Prolongez l'extrait sur les QER et les QPR en reprenant juste après sa dernière phrase.

**Extrait du document:**
- - - -
Je répondrai à votre première question par la fin. En 2019, Franck Elong Abé n'était pas davantage accessible à une prise en charge en QPR qu'en QER. Je vais vous en faire la démonstration en précisant le fonctionnement des QPR.
Le QPR, comme le QER, est confié à une équipe pluridisciplinaire, qui, dans un QER, compte dix-sept professionnels pour douze détenus. Outre des surveillants pénitentiaires spécialement formés à la communication non violente, à la prise en charge des détenus radicalisés, à la conduite d'entretiens et à la détection de la dissimulation, elles comportent des éducateurs, des psychologues spécialisés en matière de radicalisation, de géopolitique et de concepts clés de l'islam, ainsi qu'un médiateur du fait religieux et toute la chaîne de commandement. En QPR, ces professionnels mènent des activités de contre-discours.
Le QER a pour objet d'évaluer le rapport entre les facteurs de risque et les facteurs de protection. Les premiers sont par exemple un passé de délinquant, des troubles psychologiques et psychiatriques, des addictions, l'absence de perspective d'emploi ou de formation professionnelle, la faiblesse du bagage intellectuel ou l'échec scolaire. Les seconds sont par exemple une famille aimante et aidante, un certain niveau scolaire ou universitaire ou une certaine culture religieuse, qui, contrairement à ce que l'on pourrait penser, et quelle que soit la religion, est un facteur de protection.
- - - -
[Relevés de pointage]
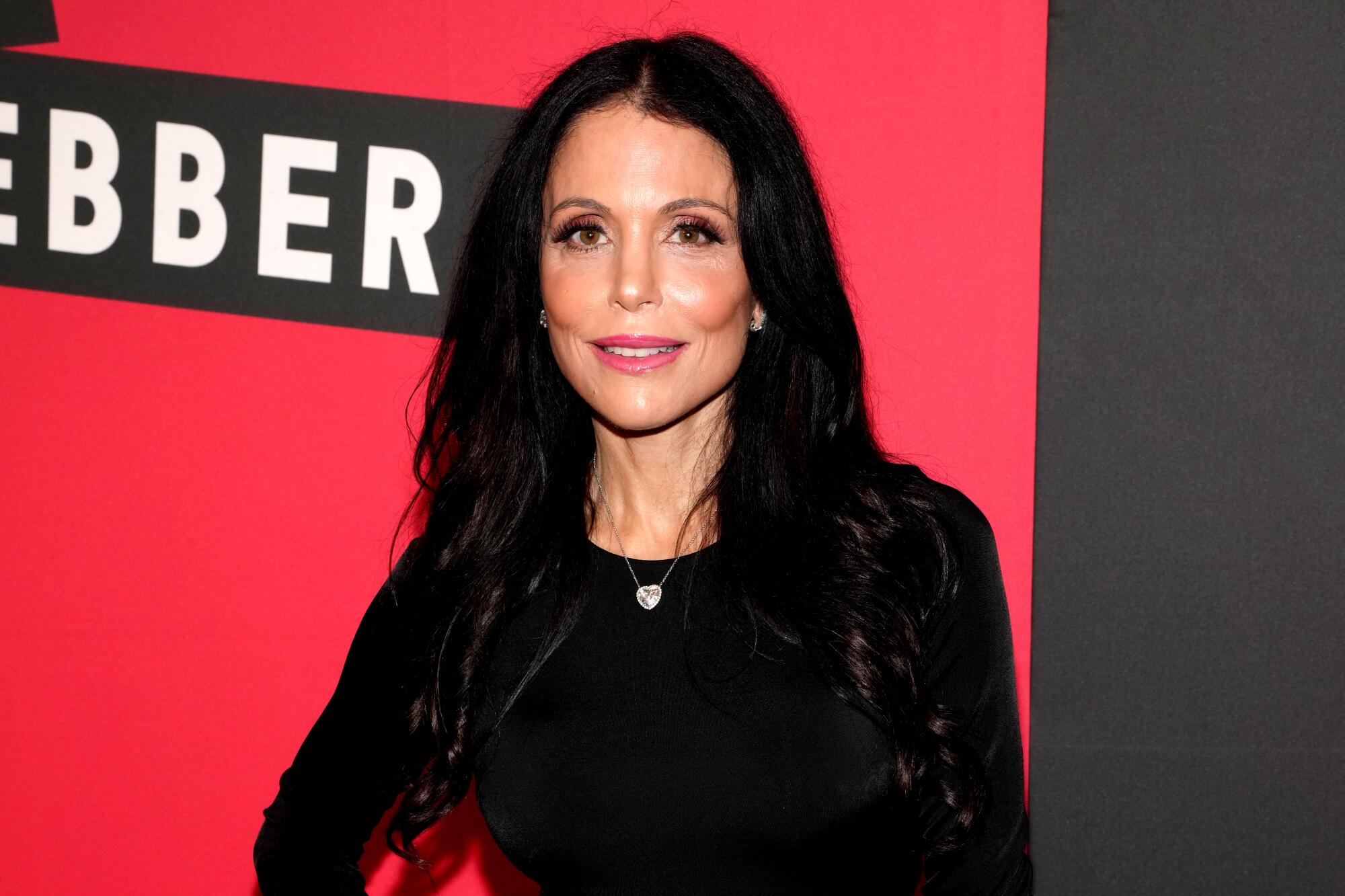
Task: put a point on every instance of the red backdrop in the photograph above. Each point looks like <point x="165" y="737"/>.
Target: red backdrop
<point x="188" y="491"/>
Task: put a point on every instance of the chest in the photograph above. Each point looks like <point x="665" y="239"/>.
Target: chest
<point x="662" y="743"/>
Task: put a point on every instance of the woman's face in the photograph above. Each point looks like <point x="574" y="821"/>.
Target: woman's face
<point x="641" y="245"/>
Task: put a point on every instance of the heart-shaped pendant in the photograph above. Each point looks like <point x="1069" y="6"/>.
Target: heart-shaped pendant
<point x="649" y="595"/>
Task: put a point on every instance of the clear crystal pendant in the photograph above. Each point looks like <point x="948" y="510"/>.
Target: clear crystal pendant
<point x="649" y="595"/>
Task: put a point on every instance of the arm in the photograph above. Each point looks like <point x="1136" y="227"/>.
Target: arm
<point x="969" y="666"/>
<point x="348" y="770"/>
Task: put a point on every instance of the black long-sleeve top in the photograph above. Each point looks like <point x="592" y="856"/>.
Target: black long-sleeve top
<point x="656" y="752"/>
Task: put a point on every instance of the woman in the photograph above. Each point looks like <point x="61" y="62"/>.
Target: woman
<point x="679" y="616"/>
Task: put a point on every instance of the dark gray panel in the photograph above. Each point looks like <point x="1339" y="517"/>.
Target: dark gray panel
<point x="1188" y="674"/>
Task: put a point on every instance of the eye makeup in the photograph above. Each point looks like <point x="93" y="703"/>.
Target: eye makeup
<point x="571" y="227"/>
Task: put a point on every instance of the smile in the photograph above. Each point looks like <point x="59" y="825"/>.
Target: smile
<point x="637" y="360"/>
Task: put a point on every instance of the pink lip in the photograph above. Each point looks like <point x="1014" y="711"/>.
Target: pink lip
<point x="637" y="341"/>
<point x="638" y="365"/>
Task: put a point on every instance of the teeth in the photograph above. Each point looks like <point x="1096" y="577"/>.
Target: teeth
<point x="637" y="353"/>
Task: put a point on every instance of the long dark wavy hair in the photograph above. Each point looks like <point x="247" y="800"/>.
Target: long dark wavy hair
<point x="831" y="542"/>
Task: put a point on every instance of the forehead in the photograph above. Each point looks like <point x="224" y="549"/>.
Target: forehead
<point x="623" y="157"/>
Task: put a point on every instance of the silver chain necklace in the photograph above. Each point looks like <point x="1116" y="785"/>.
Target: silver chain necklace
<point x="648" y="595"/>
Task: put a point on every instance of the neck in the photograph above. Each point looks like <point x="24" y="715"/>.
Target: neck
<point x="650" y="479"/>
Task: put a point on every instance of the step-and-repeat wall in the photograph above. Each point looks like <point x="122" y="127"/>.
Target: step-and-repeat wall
- - - -
**Réponse:**
La combinaison de ces facteurs aboutit à un équilibre. En QPR, nous rééquilibrons la balance. L'objectif est de réduire les facteurs de risque et d'augmenter les facteurs de protection, notamment en resocialisant les détenus par des activités collectives. Par exemple, une personne présentant des vulnérabilités sera particulièrement sensible aux thèses radicales. En QPR, nous la confrontons, de façon très maîtrisée et en appliquant une pédagogie de la réussite, à des personnes face auxquelles elles apprennent à dire non et à affirmer leur position, donc à lutter contre leurs vulnérabilités, ce qui les rend moins sensibles aux idées radicales.
Je vais vous donner un exemple très concret : nous faisons de l'art dans les QPR. Avant d'occuper ce poste, j'ai eu une autre vie, au cours de laquelle j'ai beaucoup travaillé avec des mineurs délinquants, auxquels l'organisation d'activités artistiques m'a permis de donner accès à la culture. Avec les détenus radicalisés, les activités sont exactement les mêmes, avec un dessein distinct.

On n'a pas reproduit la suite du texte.